TESTO DEL DOCUMENTO ::
============

"Sono stato a Lysychansk qualche giorno fa. È sotto un bombardamento pesante e continuo. La città è circondata, vogliono che diventi la loro prossima Mariupol. Chi è rimasto chiede farmaci per curare lo stomaco perché l'acqua è sporca e la gente si ammala. Le persone sono disperate".
Padre Oleh Ladnyuk, salesiano di Dnipro (nell'Est dell'Ucraina), offre la sua testimonianza diretta sulla situazione della città gemella di Severodonetsk parlando con l'Agenzia Sir, organo d'informazione della Cei. "Nessuno sa quante persone siano ancora a Lysychansk", spiega, "vivono sottoterra. Cercheremo di entrare di nuovo in città, mi sto preparando per questa possibilità. I residenti in tutta la regione del Donbass sono sotto costante attacco. Chiedono soprattutto acqua potabile e medicinali. L'acqua si può trovare solo in luoghi ormai molto pericolosi". Per molti di loro la situazione è senza uscita: fuori dalla loro casa, non hanno dove rifugiarsi. "Quando dico alle persone di venire via con me, si rifiutano. Rispondono che non hanno un altro posto dove andare, che non hanno più soldi. La cosa più importante è che gli anziani, soprattutto quelli disabili o malati, che non possono essere spostati, hanno bisogno di essere assistiti. Ma le case di cura e i centri di accoglienza di Dnipro sono sovraffollati", racconta.
Ma negli ultimi giorni, anche se i civili rimasti avessero voluto sottrarsi alla furia dei raid, non avrebbero potuto. Venerdì il governatore regionale del Lugansk Sergey Gaidai in un video su Telegram ha detto che la situazione è diventata troppo pericolosa, le bombe arrivano da tutte le direzioni ed evacuare i civili è diventato impensabile.
Tutta la regione è sotto attacco russo, e tuttavia neppure chi vede con i propri occhi quanto è difficile la situazione vuole dichiarare morta la speranza: "I nostri soldati devono resistere, perché sanno che se i russi prendono Lysychansk, poi avanzeranno ancora", dichiara con forza il padre salesiano che da quando è scoppiata la guerra si è trasferito a Dnipro per garantire l'accesso agli aiuti umanitari alle comunità del Donbass con minivan carichi di cibo e medicine. In due mesi è riuscito a portare in salvo 500 persone.
Quando il religioso raggiunge i villaggi, le storie sono quasi sempre le stesse: "Guarda, laggiù è morto qualcuno". "Non abbiamo medicine". "La persona che vive lì ha il diabete, ha bisogno urgente di insulina", dicono. "Ho portato le medicine per l'asma in un piccolo villaggio ora occupato dai russi" e "non so come se la caveranno d'ora in poi, visto che non potrò più andarci. Non avrei mai pensato di vivere una situazione così nel mondo di oggi. Le bombe cadono in continuazione, distruggono tutto. È terribile".

============

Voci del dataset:
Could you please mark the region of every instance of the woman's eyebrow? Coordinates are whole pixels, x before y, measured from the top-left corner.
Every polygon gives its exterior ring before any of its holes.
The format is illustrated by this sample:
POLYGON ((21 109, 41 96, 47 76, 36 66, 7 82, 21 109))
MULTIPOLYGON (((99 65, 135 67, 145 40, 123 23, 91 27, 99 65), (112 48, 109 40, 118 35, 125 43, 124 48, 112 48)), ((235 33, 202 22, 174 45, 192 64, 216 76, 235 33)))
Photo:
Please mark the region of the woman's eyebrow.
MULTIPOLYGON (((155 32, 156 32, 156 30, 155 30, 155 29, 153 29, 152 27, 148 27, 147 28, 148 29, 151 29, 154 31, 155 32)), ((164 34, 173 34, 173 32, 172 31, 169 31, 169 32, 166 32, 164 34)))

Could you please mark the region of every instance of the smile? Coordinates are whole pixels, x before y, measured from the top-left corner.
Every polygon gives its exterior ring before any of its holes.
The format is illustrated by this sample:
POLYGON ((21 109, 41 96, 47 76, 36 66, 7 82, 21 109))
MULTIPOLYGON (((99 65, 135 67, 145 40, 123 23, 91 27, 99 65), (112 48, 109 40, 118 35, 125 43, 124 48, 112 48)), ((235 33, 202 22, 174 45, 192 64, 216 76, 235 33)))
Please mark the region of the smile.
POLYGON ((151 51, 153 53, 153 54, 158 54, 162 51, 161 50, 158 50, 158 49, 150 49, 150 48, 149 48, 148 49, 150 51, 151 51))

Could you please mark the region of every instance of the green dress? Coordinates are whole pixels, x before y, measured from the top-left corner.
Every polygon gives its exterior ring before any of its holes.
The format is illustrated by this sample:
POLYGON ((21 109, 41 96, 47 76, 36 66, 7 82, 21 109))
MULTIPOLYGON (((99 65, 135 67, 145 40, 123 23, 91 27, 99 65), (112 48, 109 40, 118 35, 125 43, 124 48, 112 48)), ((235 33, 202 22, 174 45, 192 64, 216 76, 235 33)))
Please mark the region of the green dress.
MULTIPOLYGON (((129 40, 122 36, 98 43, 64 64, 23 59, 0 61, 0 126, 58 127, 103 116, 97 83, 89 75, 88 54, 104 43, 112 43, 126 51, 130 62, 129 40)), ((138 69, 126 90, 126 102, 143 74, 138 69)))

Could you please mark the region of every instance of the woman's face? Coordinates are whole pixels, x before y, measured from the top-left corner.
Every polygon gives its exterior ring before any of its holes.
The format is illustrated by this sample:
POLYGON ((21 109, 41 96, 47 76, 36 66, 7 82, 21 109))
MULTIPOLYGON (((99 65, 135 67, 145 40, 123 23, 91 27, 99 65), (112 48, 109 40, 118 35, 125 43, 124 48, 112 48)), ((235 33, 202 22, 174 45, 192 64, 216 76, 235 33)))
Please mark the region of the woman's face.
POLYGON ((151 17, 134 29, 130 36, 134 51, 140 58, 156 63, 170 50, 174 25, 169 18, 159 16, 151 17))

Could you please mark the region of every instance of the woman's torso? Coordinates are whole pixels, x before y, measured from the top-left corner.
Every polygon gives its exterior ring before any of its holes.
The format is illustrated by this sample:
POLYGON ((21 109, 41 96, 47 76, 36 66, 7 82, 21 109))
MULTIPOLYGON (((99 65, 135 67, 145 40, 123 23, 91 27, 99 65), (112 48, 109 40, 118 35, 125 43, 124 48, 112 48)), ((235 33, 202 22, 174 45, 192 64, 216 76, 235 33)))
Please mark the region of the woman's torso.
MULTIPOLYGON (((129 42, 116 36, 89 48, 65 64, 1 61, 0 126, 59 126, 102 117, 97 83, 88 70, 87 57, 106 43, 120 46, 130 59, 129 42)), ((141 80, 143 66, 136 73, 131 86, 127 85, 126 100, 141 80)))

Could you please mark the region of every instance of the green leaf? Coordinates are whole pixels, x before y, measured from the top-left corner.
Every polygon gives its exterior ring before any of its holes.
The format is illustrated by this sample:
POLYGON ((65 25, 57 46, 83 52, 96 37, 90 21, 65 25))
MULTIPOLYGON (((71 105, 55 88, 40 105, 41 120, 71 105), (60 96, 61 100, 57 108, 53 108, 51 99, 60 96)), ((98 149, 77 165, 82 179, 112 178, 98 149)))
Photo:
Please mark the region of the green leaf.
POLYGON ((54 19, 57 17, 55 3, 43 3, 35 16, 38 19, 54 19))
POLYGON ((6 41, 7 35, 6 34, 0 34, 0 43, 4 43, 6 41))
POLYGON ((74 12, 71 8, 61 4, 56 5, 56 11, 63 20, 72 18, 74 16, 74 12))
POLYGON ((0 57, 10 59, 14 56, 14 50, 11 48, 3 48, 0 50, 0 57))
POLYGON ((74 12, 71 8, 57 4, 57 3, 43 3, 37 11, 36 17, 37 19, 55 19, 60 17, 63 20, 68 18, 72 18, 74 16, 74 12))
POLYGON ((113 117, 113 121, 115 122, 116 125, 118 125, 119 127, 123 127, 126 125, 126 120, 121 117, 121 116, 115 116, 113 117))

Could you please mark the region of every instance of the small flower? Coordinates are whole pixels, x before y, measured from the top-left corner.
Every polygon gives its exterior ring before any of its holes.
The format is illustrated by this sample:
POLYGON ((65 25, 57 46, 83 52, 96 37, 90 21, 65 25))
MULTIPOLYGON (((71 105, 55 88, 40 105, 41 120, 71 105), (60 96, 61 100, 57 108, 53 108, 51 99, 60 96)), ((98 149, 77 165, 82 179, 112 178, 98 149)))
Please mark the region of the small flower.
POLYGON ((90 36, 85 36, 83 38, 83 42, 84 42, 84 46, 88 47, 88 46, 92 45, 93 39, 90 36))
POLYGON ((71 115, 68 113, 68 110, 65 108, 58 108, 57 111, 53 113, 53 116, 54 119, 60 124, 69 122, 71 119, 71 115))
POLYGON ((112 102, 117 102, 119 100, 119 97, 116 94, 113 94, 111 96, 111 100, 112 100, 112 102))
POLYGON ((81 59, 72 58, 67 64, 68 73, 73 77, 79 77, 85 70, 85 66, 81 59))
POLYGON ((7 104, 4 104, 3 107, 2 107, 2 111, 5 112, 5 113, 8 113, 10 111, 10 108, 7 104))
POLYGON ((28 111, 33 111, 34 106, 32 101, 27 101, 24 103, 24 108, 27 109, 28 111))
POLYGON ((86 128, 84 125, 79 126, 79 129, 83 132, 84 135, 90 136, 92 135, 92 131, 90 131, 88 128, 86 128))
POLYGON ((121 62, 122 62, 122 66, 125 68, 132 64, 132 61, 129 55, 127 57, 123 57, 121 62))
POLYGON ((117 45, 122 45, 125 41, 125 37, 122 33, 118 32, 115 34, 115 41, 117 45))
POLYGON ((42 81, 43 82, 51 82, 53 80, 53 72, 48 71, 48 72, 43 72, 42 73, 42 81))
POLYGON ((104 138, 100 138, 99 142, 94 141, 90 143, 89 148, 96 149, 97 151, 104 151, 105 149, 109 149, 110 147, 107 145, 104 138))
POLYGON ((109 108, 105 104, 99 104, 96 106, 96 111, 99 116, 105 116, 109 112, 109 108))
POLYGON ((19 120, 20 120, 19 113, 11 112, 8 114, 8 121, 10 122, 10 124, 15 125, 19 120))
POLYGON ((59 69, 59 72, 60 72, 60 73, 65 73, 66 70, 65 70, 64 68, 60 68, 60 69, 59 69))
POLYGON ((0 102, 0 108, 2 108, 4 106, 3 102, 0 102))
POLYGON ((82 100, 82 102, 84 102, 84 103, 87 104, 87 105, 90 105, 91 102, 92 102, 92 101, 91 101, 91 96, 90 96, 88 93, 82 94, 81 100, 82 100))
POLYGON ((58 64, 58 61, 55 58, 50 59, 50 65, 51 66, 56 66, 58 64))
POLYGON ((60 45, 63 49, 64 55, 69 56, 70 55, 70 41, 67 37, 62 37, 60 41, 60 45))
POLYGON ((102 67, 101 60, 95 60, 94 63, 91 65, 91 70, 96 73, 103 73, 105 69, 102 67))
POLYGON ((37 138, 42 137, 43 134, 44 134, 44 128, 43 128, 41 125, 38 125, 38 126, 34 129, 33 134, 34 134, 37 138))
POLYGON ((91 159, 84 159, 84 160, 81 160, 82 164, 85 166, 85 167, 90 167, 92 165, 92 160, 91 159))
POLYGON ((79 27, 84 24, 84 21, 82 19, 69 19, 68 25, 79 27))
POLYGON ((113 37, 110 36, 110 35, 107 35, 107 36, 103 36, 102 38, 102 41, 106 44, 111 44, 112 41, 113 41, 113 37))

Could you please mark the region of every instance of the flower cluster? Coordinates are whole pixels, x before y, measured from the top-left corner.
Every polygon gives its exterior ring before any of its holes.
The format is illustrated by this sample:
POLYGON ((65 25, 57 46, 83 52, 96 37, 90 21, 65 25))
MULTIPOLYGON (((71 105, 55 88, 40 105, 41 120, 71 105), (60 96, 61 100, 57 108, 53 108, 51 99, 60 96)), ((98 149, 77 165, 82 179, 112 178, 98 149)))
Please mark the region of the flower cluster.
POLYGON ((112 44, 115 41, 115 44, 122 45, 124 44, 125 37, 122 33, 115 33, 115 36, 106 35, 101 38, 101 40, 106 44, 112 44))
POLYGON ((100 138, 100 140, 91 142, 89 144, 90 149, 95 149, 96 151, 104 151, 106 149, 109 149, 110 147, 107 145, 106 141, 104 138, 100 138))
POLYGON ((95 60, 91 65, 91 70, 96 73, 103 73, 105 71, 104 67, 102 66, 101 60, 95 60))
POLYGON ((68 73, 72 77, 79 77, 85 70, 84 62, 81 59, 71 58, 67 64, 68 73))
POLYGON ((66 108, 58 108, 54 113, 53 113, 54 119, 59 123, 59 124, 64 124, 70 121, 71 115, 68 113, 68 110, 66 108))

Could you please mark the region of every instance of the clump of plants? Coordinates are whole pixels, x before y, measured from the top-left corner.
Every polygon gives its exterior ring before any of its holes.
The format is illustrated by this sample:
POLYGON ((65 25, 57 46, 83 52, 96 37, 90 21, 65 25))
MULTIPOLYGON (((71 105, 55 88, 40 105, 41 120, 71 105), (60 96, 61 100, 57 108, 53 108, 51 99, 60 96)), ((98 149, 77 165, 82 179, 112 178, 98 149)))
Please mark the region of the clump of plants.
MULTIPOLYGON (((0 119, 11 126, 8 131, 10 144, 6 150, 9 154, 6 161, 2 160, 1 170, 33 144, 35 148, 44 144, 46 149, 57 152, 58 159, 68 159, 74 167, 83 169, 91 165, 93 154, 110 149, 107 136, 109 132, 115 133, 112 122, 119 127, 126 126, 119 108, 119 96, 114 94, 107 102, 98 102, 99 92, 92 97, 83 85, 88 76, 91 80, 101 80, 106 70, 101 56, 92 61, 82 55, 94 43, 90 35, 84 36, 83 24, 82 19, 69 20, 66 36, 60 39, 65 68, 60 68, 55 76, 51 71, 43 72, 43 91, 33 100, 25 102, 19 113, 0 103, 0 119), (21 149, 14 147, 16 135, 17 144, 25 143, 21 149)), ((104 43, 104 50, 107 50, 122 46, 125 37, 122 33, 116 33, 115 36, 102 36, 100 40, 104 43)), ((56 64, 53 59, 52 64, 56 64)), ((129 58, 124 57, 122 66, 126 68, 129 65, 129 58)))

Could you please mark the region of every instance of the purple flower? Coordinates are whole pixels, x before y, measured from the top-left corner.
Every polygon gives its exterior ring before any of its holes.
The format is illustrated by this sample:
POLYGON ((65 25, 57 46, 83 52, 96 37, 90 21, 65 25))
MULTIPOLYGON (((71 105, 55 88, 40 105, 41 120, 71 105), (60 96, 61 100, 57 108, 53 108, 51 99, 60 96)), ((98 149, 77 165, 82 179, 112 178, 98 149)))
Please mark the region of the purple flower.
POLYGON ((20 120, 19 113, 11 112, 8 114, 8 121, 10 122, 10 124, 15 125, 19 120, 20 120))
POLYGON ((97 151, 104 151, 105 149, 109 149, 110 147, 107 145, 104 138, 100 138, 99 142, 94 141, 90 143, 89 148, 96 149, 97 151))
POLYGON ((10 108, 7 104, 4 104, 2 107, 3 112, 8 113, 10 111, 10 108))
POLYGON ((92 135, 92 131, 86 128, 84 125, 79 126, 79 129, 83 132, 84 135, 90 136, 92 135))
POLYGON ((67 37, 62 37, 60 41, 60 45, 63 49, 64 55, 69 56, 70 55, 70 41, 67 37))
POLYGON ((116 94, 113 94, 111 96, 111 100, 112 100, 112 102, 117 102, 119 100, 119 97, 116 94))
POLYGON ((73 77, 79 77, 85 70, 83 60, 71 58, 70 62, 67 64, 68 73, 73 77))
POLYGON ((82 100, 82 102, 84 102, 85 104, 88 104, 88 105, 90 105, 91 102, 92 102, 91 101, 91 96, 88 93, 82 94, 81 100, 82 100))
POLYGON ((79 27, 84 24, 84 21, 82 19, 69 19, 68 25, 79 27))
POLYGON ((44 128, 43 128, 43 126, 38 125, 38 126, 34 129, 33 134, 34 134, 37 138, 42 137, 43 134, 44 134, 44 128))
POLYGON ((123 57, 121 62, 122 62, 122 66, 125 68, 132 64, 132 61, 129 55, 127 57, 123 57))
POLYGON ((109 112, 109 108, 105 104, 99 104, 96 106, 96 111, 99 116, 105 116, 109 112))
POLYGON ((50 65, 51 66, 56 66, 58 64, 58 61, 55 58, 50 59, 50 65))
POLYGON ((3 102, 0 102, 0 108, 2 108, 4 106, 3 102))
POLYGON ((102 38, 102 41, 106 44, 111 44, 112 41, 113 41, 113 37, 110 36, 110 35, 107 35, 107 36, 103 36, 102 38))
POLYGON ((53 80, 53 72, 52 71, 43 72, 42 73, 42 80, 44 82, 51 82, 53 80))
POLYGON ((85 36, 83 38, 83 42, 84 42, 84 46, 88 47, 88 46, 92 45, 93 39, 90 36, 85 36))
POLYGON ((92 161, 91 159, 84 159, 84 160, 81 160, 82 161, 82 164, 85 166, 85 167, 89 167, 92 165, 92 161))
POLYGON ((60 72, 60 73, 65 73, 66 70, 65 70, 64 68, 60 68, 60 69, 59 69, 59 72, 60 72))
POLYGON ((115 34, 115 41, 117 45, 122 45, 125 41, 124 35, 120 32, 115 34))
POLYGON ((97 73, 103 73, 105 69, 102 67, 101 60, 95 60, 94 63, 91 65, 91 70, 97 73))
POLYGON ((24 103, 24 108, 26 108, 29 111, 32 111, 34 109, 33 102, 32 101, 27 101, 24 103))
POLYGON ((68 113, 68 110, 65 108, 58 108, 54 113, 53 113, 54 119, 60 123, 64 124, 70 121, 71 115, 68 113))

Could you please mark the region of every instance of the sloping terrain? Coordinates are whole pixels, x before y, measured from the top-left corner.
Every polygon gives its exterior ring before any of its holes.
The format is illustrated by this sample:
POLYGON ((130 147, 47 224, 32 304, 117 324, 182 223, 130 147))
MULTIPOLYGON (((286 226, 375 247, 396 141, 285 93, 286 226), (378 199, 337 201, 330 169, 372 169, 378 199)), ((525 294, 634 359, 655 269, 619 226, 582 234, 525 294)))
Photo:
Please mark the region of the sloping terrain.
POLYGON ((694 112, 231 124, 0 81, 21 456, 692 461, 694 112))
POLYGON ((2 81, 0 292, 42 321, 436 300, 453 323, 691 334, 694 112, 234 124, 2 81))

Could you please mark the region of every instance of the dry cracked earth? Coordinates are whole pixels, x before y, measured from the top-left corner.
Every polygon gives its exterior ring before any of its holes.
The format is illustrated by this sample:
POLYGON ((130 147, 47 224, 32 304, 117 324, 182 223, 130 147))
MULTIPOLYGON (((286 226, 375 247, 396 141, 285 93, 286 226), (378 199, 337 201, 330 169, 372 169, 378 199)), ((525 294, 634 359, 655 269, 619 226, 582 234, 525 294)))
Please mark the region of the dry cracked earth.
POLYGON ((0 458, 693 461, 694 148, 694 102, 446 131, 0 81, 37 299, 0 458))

============

SU COSA LAVORARE :: Secondo il testo su Lysychansk, quante persone è riuscito a portare in salvo padre Oleh Ladnyuk in due mesi?

RISPOSTA AL COMPITO :: È riuscito a portare in salvo 500 persone.